# START OF Given information

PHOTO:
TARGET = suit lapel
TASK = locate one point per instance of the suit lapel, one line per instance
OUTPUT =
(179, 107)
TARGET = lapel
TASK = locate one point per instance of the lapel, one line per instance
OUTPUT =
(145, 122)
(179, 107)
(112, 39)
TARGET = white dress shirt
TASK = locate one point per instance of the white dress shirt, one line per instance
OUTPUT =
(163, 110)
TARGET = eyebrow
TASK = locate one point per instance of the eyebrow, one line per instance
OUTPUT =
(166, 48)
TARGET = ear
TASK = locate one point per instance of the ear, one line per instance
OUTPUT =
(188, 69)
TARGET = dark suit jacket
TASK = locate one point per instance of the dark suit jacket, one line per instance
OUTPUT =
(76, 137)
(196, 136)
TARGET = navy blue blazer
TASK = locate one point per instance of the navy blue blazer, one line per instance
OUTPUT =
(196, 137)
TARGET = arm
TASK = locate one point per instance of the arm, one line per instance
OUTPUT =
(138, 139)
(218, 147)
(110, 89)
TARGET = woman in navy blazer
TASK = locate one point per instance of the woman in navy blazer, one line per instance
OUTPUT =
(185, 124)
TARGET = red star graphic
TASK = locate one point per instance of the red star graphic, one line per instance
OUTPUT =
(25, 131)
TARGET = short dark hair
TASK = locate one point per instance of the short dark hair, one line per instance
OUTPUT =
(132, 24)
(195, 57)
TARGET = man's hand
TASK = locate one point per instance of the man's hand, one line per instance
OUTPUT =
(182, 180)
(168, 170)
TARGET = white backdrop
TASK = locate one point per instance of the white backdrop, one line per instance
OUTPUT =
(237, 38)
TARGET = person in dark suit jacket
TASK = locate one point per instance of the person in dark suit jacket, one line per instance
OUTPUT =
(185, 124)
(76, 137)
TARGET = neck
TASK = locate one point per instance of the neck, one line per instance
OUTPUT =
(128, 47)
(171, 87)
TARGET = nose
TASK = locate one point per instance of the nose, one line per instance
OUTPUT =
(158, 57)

# END OF Given information

Short task
Put every line of the records above into a numbered list, and leave out any blank lines.

Expected answer
1. PHOTO:
2. TARGET = suit lapel
3. TASK = locate one point per instance of the suit lapel, one line per instance
4. OUTPUT =
5. (179, 107)
6. TARGET = lapel
7. TASK = locate one point per instance of the lapel, one line per instance
8. OUTPUT =
9. (145, 122)
10. (179, 107)
11. (112, 39)
12. TARGET = white dress shirt
13. TASK = locate one point per instance of the white dress shirt, one line per instance
14. OUTPUT =
15. (163, 110)
16. TARGET = eyebrow
17. TASK = locate one point per instance of the eyebrow, one line per instance
18. OUTPUT =
19. (166, 48)
20. TARGET = ear
21. TASK = locate one point per instance of the ear, one line per instance
22. OUTPUT =
23. (188, 69)
24. TARGET = dark suit jacket
25. TASK = locate one point per instance of the dark suit jacket, one line per instance
26. OUTPUT =
27. (76, 137)
28. (196, 136)
29. TARGET = navy blue blazer
30. TASK = locate one point per instance of the navy blue blazer, one line per instance
31. OUTPUT =
32. (196, 137)
33. TARGET = arm
34. TASK = locate one point per instance of the arm, one line per instance
35. OUTPUT =
36. (138, 139)
37. (218, 147)
38. (110, 89)
39. TARGET = woman in navy blazer
40. TASK = locate one point per instance of the woman in navy blazer, one line per instance
41. OUTPUT =
42. (185, 124)
43. TARGET = red star graphic
44. TASK = locate one point per instance of the red star graphic, one line per instance
45. OUTPUT =
46. (25, 131)
47. TARGET = short dark hair
48. TASK = locate one point per instance of the short dark hair, one line per instance
49. OUTPUT =
50. (132, 24)
51. (195, 57)
52. TARGET = man's hand
53. TASK = locate one point per instance of the man's hand, one line per instance
54. OUTPUT =
55. (182, 180)
56. (168, 170)
57. TARGET = white backdrop
58. TASK = locate one point per instance of the white backdrop, one line per instance
59. OUTPUT =
60. (237, 38)
61. TARGET = person in dark suit jacket
62. TASK = locate one point per instance of the person in dark suit jacket, one line per instance
63. OUTPUT =
64. (185, 124)
65. (76, 137)
66. TARGET = neck
67. TASK = locate one point per instance of the neck, one line per instance
68. OUTPUT =
69. (128, 47)
70. (171, 87)
71. TARGET = nose
72. TASK = locate one point per instance of the nose, one line per instance
73. OUTPUT =
74. (158, 57)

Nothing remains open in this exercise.